** BEGIN PROVIDED ENTRIES **

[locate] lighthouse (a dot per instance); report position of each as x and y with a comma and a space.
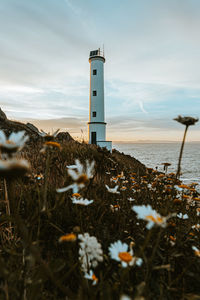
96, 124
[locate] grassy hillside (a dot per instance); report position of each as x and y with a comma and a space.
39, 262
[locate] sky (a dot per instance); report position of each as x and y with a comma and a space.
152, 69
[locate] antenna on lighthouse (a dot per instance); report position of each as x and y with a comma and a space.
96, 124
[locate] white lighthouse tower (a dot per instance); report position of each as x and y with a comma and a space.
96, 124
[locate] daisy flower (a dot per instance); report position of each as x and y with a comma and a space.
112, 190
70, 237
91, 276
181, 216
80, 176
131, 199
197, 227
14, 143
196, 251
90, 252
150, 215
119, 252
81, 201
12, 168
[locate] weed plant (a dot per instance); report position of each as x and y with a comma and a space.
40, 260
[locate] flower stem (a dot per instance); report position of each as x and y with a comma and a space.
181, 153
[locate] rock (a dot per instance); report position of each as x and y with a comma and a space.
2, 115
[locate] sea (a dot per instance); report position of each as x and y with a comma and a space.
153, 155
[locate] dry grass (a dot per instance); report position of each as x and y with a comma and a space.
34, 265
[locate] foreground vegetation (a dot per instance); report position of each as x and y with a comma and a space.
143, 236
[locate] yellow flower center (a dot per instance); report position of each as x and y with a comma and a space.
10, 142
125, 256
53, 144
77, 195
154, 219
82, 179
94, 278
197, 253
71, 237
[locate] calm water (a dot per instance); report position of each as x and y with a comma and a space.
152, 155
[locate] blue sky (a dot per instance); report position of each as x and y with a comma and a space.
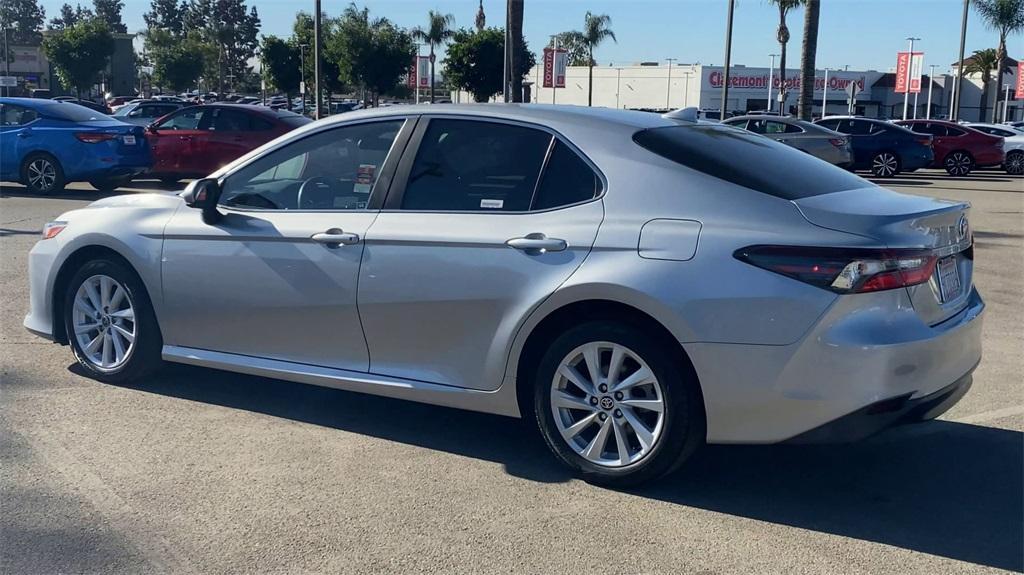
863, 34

** END PROVIDED ENTRIES **

▶ [EXERCISE OBJECTIVE]
Please begin at the line that has "[locate] foreground vegetation" and continue through the end of the records, repeating each request and adding 7 to both the x and y values of every coordinate in the answers. Leave out the pictures.

▶ [SOLUTION BELOW]
[locate] foreground vegetation (a dot per instance); report position of each as x and y with a comma and a space.
150, 243
[locate] yellow flower center (a dot per instance); report position of each as x and y with a comma and a space.
17, 149
132, 263
60, 151
84, 202
161, 226
89, 186
101, 285
204, 260
78, 244
[locate] calm water (a dot per instance); report position of each as x and y with a comma and a space.
159, 162
[locate] blue sky (a dot per instance); report position of each as x and y with a comma and a space.
870, 41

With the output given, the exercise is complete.